*** GIVEN INFORMATION

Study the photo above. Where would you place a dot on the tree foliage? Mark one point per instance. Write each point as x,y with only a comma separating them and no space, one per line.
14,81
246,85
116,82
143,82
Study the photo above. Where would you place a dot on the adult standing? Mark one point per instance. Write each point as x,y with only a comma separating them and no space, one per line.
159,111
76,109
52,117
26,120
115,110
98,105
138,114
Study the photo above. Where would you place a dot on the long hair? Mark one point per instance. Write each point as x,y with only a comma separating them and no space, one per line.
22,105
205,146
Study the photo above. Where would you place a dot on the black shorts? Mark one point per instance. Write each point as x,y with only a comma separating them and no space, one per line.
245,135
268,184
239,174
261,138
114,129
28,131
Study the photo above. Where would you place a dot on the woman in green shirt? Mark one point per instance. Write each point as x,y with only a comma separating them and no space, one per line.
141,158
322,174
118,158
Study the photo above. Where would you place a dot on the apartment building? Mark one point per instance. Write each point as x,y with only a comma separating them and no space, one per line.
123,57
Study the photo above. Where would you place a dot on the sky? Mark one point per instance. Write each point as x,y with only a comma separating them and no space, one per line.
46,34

******

### YOUR ASSIGNMENT
Exactly the lines from the one containing "on the adult" through the last line of the records are to be transcribed, both endpoints included.

### OUTPUT
Study the photo above. Where would you place a dot on the adult standing? Mark one point per instance. Write each point as x,y with only a comma separating them and no space, one per line.
159,111
76,109
52,117
26,120
115,110
98,105
138,114
Study the photo above. Where would you place a dot on the long hair? Mark one point per instance. Write each point as x,y with only a comma separating them and no space, one per line.
22,105
205,146
Study the photo above. Where would you place a dot on the black shorts? Mark one point per instance. Write each point as x,y with only a comma separating them and no space, one per line.
245,135
268,184
239,174
261,138
114,129
28,131
Study the photo above. Where would you place a dot on the woman in green shirt? Mark one point per instance. Write each point as x,y with only a comma separating them and no space, one per line.
141,158
322,174
118,158
Study the photo above. Where would you place a dot on the apartment building? Mark one point per instance. Write each point as x,y with only a comma separating them and no space, one per line.
123,57
Study the photo above. Where would you place a dot on the sky? Mark one point per instance. Write each point as x,y with only a comma separating them and no space, one per line.
46,34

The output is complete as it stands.